START Records for this exercise

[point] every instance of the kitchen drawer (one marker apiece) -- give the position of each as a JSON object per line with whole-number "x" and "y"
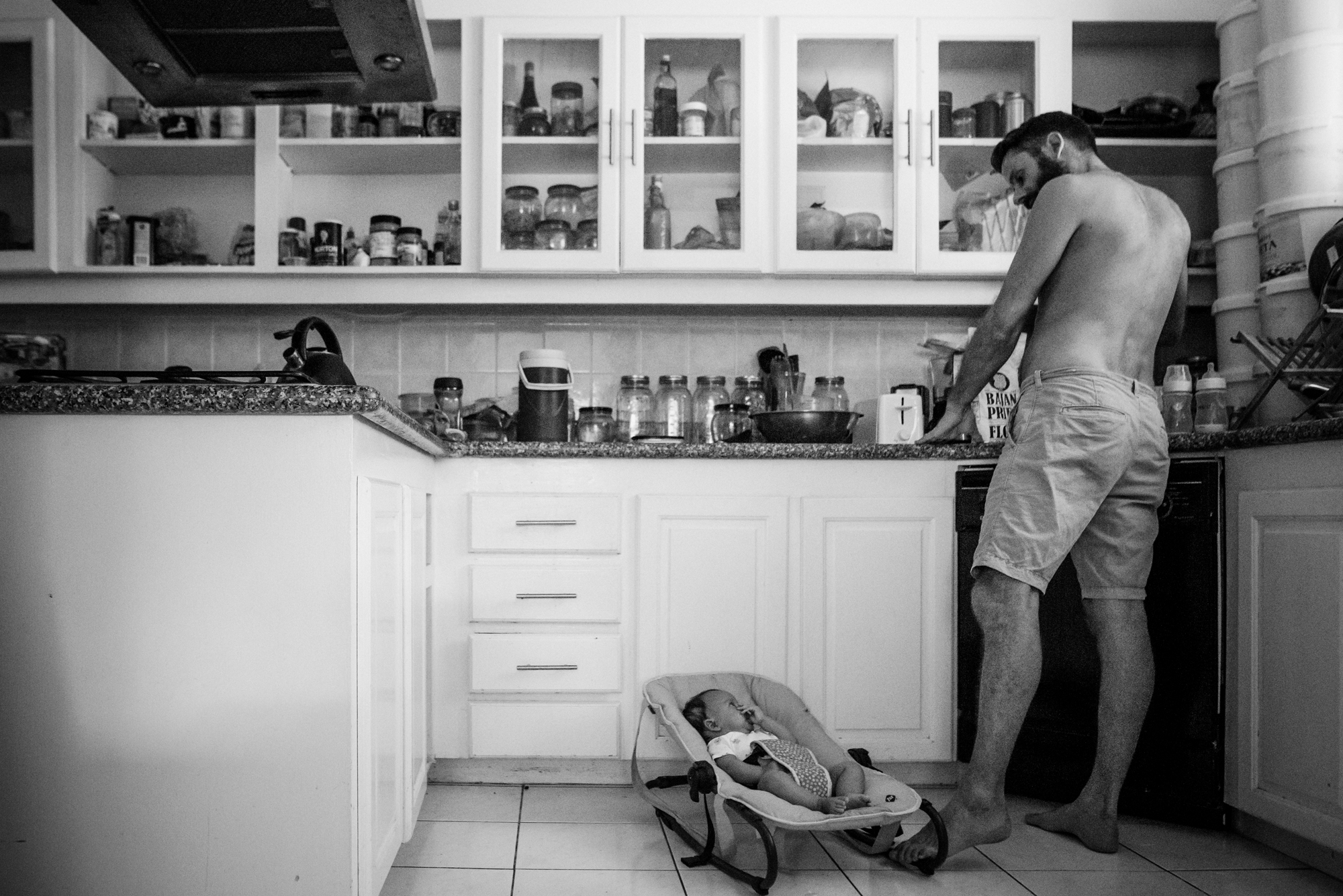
{"x": 546, "y": 593}
{"x": 589, "y": 730}
{"x": 546, "y": 663}
{"x": 546, "y": 524}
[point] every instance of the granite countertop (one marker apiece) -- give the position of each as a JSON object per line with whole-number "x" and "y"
{"x": 365, "y": 401}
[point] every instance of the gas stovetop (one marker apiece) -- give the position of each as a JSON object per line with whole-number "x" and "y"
{"x": 175, "y": 375}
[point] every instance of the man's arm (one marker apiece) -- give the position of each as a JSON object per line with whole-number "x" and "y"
{"x": 1174, "y": 326}
{"x": 1054, "y": 220}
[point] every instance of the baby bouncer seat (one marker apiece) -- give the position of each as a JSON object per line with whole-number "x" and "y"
{"x": 872, "y": 830}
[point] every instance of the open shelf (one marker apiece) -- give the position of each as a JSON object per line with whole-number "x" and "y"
{"x": 130, "y": 157}
{"x": 374, "y": 156}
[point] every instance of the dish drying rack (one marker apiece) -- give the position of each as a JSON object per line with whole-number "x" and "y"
{"x": 1311, "y": 364}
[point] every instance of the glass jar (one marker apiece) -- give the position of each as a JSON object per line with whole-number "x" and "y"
{"x": 596, "y": 424}
{"x": 586, "y": 235}
{"x": 410, "y": 246}
{"x": 382, "y": 239}
{"x": 635, "y": 409}
{"x": 710, "y": 392}
{"x": 522, "y": 209}
{"x": 731, "y": 423}
{"x": 554, "y": 235}
{"x": 672, "y": 407}
{"x": 448, "y": 396}
{"x": 565, "y": 204}
{"x": 566, "y": 109}
{"x": 534, "y": 123}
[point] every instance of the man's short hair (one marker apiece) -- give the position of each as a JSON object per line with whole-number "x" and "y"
{"x": 1032, "y": 136}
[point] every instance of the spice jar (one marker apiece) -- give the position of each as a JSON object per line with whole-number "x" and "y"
{"x": 382, "y": 239}
{"x": 563, "y": 204}
{"x": 566, "y": 109}
{"x": 554, "y": 235}
{"x": 410, "y": 246}
{"x": 586, "y": 235}
{"x": 596, "y": 424}
{"x": 692, "y": 118}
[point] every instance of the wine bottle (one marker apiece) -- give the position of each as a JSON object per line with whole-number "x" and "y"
{"x": 665, "y": 109}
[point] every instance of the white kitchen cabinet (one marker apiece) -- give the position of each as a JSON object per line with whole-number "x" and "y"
{"x": 28, "y": 145}
{"x": 848, "y": 175}
{"x": 878, "y": 605}
{"x": 703, "y": 177}
{"x": 574, "y": 48}
{"x": 973, "y": 58}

END Records for this exercise

*Exercise instructions*.
Lay out the listing above as a JSON list of strings, with one string per line and blank lines omitted. Leave out the picture lines.

*Result for this exercise*.
[
  "[point] every instance of the kitchen drawer (one marker apiece) -- give the position of each as a JSON object per line with whole-number \"x\" and \"y\"",
  "{\"x\": 546, \"y\": 593}",
  "{\"x\": 589, \"y\": 730}",
  "{\"x\": 546, \"y\": 663}",
  "{\"x\": 546, \"y\": 524}",
  "[point] every instance of the granite countertop (one marker apiece) -- give the position of each as a JSON object per line with whole-number \"x\" and \"y\"",
  "{\"x\": 365, \"y\": 401}",
  "[point] every instance of the gas stovetop (one marker apiece) -- give the position of each as a JSON object per line with whole-number \"x\" and \"y\"",
  "{\"x\": 175, \"y\": 375}",
  "[point] every instance of the man's arm (one marker apiece) -- give the position of each as a JSON object per line with whole-number \"x\" and \"y\"",
  "{\"x\": 1174, \"y\": 326}",
  "{\"x\": 1054, \"y\": 220}",
  "[point] every instance of the baby bouncer seat (one marker apiece) -- give the position of each as a JSON object per line with whole-number \"x\" and \"y\"",
  "{\"x\": 872, \"y\": 830}",
  "[point] every instance of the open shelf (one marker apiece) -- give the position of each as a JSON object per line with whole-number \"x\" and \"y\"",
  "{\"x\": 130, \"y\": 157}",
  "{\"x\": 374, \"y\": 156}",
  "[point] every instance of the dish drying rack (one marker apiece) -- give the position of each as a JSON object per line with whole-number \"x\" and \"y\"",
  "{\"x\": 1311, \"y\": 364}",
  "[point] every instance of the glass jar (one marker apiece) -- give the position of each as a JSON object per line with whole-number \"x\" and \"y\"",
  "{\"x\": 596, \"y\": 424}",
  "{\"x\": 586, \"y\": 235}",
  "{\"x\": 410, \"y\": 246}",
  "{\"x\": 382, \"y\": 239}",
  "{\"x\": 635, \"y\": 409}",
  "{\"x\": 710, \"y\": 392}",
  "{\"x\": 522, \"y\": 209}",
  "{\"x\": 731, \"y\": 423}",
  "{\"x\": 554, \"y\": 235}",
  "{\"x\": 672, \"y\": 407}",
  "{\"x\": 448, \"y\": 396}",
  "{\"x\": 565, \"y\": 204}",
  "{\"x\": 566, \"y\": 109}",
  "{\"x\": 534, \"y\": 123}",
  "[point] every instance of the man's short hair (one marker apiece) -- give the position of each as a JSON object per line with whole-number \"x\" and \"y\"",
  "{\"x\": 1032, \"y\": 136}",
  "[point] every instance of the spice jar (one marker apiece) -- give the position of each as a JSON object per line with whole-number \"x\" and \"y\"",
  "{\"x\": 382, \"y\": 239}",
  "{\"x\": 563, \"y\": 204}",
  "{\"x\": 566, \"y\": 109}",
  "{\"x\": 554, \"y\": 235}",
  "{\"x\": 410, \"y\": 246}",
  "{\"x\": 586, \"y\": 235}",
  "{\"x\": 596, \"y\": 424}",
  "{\"x\": 692, \"y\": 118}",
  "[point] every instance of the wine bottle (one marker apiece) -- give the position of each as a JSON object per line with whole-number \"x\" and \"y\"",
  "{\"x\": 665, \"y\": 109}",
  "[point] every instance of the white kitchen cabinet (one marker apiece) -- give the position of each as a JSON object per line with whole-number \"x\" and \"y\"",
  "{\"x\": 28, \"y\": 145}",
  "{\"x\": 848, \"y\": 175}",
  "{\"x\": 878, \"y\": 605}",
  "{\"x\": 703, \"y\": 177}",
  "{\"x\": 574, \"y\": 48}",
  "{\"x\": 973, \"y\": 58}"
]